### OBJECTIVE
Find the line that contains "Target: dormer window". Repeat that line and all lines following it, exactly, through the end of the listing below.

### Data records
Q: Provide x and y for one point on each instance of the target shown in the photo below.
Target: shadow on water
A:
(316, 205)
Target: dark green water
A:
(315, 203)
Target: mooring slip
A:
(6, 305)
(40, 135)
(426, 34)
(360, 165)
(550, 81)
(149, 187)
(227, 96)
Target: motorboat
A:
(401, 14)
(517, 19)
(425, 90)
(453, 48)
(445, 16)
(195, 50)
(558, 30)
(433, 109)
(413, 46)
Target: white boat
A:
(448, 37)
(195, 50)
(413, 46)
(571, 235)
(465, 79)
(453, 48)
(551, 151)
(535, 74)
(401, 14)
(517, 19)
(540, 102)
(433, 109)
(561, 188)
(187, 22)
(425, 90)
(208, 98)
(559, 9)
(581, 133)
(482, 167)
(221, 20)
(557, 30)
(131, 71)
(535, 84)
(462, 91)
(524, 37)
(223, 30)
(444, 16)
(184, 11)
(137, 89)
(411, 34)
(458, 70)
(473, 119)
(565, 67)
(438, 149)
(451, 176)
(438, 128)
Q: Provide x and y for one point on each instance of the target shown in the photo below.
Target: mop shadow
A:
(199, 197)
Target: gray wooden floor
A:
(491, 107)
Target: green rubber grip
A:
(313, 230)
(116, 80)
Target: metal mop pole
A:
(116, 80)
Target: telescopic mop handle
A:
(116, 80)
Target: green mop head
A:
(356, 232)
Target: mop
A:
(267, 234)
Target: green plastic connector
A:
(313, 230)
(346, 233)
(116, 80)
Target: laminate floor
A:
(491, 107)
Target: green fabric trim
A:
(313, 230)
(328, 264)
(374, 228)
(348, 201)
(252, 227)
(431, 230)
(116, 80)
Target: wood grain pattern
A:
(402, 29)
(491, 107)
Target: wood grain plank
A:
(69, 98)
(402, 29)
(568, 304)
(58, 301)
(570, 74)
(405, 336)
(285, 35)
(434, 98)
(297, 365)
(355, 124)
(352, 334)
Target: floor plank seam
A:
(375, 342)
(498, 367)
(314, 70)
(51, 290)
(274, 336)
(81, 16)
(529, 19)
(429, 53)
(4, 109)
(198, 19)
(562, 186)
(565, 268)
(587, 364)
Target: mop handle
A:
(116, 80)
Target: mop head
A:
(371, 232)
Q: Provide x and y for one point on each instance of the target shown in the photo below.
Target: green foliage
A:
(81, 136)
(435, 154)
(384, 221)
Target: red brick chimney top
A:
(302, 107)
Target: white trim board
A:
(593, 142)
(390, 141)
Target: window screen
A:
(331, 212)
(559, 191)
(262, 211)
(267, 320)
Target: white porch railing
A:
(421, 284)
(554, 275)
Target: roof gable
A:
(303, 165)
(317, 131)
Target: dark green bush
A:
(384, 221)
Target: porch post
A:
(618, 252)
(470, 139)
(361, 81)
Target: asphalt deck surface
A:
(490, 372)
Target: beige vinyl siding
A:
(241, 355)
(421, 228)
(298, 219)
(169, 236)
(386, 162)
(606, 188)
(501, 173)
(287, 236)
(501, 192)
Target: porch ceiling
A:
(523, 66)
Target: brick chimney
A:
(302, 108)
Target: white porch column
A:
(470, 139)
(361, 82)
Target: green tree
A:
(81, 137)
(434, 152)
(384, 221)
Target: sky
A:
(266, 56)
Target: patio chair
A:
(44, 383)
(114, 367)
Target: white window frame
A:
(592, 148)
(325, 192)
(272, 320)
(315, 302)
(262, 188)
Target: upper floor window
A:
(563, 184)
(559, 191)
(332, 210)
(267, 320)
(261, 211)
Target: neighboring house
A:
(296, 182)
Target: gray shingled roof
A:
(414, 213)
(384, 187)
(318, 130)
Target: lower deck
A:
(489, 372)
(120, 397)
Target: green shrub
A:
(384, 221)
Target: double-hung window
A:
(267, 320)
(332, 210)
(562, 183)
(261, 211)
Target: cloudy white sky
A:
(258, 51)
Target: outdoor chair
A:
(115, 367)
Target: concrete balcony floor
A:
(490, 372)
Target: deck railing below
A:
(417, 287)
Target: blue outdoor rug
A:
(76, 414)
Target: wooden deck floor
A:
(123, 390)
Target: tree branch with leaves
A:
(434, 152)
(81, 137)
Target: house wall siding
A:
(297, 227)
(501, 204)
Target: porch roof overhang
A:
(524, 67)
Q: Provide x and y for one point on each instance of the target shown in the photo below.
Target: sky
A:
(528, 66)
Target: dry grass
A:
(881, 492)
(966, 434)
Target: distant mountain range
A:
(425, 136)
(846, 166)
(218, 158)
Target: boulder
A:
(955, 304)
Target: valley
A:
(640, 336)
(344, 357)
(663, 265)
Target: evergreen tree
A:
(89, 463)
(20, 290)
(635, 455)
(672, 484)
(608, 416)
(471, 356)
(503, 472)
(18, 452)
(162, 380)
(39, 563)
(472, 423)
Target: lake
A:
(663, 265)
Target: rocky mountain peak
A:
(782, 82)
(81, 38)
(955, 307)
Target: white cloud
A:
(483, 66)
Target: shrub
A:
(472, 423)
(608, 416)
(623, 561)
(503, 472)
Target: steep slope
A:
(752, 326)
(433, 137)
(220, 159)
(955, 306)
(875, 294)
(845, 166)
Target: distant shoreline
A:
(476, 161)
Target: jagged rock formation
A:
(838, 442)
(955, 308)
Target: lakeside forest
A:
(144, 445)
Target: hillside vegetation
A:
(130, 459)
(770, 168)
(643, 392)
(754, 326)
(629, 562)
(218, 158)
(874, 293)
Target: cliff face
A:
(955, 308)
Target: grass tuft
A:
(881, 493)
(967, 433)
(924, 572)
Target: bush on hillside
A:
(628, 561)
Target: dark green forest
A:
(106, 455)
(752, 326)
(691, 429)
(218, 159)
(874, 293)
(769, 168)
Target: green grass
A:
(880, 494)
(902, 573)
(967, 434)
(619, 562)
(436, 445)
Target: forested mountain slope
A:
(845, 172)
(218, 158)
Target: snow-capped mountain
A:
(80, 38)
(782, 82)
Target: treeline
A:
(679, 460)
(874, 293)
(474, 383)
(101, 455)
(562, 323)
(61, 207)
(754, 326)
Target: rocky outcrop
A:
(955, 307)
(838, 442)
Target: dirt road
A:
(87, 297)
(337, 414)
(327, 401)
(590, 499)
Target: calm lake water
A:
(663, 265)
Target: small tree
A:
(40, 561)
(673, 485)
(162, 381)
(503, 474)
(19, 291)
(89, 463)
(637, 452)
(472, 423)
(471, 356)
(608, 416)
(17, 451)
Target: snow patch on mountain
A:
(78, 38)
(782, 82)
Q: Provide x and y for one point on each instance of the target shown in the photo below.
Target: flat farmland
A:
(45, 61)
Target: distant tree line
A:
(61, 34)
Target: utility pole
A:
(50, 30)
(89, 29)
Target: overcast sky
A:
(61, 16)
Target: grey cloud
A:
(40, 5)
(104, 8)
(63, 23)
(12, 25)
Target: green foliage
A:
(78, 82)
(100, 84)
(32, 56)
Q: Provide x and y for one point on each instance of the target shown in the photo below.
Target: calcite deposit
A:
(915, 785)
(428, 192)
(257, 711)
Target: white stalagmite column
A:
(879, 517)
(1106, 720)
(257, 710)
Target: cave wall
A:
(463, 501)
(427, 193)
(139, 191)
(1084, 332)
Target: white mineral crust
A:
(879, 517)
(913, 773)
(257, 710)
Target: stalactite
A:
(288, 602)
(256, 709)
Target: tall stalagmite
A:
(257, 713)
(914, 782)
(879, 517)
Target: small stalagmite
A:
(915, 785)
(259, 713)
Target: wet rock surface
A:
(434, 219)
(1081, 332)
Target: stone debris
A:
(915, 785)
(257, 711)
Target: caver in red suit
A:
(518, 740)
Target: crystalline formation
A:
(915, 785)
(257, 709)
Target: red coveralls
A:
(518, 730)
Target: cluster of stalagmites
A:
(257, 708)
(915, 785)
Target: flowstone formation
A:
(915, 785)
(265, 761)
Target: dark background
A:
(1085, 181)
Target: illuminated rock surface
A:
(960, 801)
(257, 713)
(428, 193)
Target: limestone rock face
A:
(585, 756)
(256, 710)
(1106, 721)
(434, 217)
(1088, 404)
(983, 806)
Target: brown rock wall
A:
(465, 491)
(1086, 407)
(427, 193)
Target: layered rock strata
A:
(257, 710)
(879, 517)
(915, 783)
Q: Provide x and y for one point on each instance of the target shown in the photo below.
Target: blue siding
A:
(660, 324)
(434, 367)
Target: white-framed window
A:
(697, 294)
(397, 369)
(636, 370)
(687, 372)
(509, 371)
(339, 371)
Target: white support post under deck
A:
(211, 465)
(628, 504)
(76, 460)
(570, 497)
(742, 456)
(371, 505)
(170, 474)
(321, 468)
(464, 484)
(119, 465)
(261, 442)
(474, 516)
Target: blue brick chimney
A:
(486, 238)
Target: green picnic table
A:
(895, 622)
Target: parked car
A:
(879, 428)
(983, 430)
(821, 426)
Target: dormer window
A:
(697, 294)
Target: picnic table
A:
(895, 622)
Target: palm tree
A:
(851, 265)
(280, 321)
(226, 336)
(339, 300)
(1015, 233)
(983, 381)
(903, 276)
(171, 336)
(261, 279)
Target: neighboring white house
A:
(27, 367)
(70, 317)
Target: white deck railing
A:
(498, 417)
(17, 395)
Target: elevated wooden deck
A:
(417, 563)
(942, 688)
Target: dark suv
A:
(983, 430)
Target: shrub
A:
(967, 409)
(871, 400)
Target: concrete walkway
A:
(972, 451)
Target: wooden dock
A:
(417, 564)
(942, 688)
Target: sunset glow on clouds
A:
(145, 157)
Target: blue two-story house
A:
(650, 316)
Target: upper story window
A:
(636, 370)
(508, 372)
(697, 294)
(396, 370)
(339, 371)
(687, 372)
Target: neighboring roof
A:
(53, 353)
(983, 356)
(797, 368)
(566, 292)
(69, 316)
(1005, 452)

### EXERCISE RESULT
Target: dormer window
A:
(697, 294)
Target: picnic table
A:
(895, 622)
Target: palm tree
A:
(851, 265)
(280, 321)
(226, 336)
(339, 300)
(1015, 233)
(983, 381)
(903, 276)
(171, 336)
(261, 279)
Target: neighboring white house
A:
(27, 367)
(70, 317)
Target: white deck railing
A:
(498, 417)
(17, 395)
Target: elevated wooden deck
A:
(417, 563)
(942, 688)
Target: dark suv
A:
(983, 430)
Target: shrub
A:
(967, 409)
(871, 400)
Target: concrete walkway
A:
(972, 451)
Target: wooden dock
A:
(417, 564)
(942, 688)
Target: sunset glow on clouds
A:
(145, 157)
Target: blue two-story house
A:
(650, 316)
Target: upper story window
A:
(636, 370)
(508, 372)
(697, 294)
(396, 370)
(339, 371)
(687, 372)
Target: neighboring roof
A:
(53, 353)
(983, 356)
(797, 368)
(566, 292)
(69, 316)
(1005, 452)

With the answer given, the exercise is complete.